┌─ MATERIAL PROVIDED

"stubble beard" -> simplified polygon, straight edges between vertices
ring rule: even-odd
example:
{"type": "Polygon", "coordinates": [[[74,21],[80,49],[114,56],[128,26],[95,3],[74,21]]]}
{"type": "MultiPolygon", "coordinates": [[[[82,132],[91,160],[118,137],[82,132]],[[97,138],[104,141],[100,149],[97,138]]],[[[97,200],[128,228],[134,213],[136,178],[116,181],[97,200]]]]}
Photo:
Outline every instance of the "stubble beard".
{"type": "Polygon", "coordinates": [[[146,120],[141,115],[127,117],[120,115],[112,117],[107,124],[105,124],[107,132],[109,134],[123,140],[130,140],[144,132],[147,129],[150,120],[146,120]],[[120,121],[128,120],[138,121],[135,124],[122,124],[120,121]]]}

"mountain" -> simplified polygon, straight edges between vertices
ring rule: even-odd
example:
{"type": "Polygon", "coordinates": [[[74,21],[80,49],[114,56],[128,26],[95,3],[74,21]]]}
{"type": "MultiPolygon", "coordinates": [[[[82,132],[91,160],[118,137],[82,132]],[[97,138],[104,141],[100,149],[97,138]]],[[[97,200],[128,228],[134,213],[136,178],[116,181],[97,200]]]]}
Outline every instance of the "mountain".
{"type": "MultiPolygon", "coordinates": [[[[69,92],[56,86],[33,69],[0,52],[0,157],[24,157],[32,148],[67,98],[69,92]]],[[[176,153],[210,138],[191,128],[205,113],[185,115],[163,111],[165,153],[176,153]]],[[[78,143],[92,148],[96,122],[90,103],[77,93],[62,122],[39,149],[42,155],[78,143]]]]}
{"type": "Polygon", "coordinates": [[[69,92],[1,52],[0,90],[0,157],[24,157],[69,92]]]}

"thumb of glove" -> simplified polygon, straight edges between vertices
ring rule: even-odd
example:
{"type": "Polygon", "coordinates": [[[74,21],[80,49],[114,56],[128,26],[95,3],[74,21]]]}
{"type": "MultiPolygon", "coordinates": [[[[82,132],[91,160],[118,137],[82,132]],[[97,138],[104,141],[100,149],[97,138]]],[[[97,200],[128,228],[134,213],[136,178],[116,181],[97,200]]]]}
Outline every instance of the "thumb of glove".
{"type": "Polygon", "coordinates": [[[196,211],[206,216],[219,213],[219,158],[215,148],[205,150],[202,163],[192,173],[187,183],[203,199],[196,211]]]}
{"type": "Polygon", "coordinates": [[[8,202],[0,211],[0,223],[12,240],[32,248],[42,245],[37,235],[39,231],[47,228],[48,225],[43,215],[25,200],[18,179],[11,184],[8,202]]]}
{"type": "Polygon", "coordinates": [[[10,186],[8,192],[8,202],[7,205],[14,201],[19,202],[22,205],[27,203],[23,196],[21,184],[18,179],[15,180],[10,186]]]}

└─

▶ THE REQUEST: Retype all of the material, keeping each line exact.

▶ RESULT FOR THIS EXERCISE:
"stubble beard" -> simplified polygon, straight edges between vertices
ring rule: even-odd
example:
{"type": "Polygon", "coordinates": [[[74,21],[80,49],[114,56],[128,26],[95,3],[74,21]]]}
{"type": "MultiPolygon", "coordinates": [[[[82,132],[91,160],[118,137],[82,132]],[[97,138],[104,141],[100,149],[97,138]]],[[[97,200],[128,228],[134,213],[136,178],[116,181],[97,200]]]]}
Photo:
Outline every instance of the "stubble beard".
{"type": "Polygon", "coordinates": [[[146,120],[141,115],[127,117],[120,115],[112,117],[107,124],[105,124],[107,132],[109,134],[123,140],[130,140],[144,132],[147,129],[150,120],[146,120]],[[120,121],[128,120],[138,121],[135,124],[122,124],[120,121]]]}

"mountain" -> simplified polygon, straight edges between vertices
ring rule: even-odd
example:
{"type": "Polygon", "coordinates": [[[74,21],[80,49],[114,56],[128,26],[95,3],[74,21]]]}
{"type": "MultiPolygon", "coordinates": [[[[82,132],[91,160],[118,137],[82,132]],[[97,138],[104,141],[100,149],[97,138]]],[[[97,200],[128,228],[134,213],[136,178],[116,181],[97,200]]]]}
Outline every instance of the "mountain".
{"type": "MultiPolygon", "coordinates": [[[[69,92],[56,86],[33,69],[0,52],[0,157],[24,157],[32,148],[67,98],[69,92]]],[[[176,153],[210,138],[191,128],[205,113],[185,115],[163,111],[165,153],[176,153]]],[[[78,143],[92,148],[96,122],[90,103],[77,93],[62,122],[39,149],[42,155],[78,143]]]]}
{"type": "Polygon", "coordinates": [[[69,92],[1,52],[0,90],[0,157],[24,157],[69,92]]]}

"thumb of glove" -> simplified polygon, straight edges between vertices
ring rule: even-odd
example:
{"type": "Polygon", "coordinates": [[[74,21],[80,49],[114,56],[128,26],[95,3],[74,21]]]}
{"type": "MultiPolygon", "coordinates": [[[[82,132],[91,160],[118,137],[82,132]],[[97,138],[104,141],[100,149],[97,138]]],[[[97,200],[128,228],[134,213],[136,178],[116,181],[97,200]]]]}
Outline every instance of the "thumb of glove".
{"type": "Polygon", "coordinates": [[[196,211],[206,216],[219,213],[219,158],[215,148],[205,150],[202,163],[192,173],[187,183],[203,199],[196,211]]]}
{"type": "Polygon", "coordinates": [[[8,202],[0,211],[0,223],[12,240],[32,248],[42,245],[37,235],[39,231],[47,228],[48,225],[43,215],[25,200],[18,179],[11,184],[8,202]]]}
{"type": "Polygon", "coordinates": [[[10,186],[8,192],[8,202],[7,205],[14,201],[19,202],[22,205],[27,203],[23,196],[21,184],[18,179],[15,180],[10,186]]]}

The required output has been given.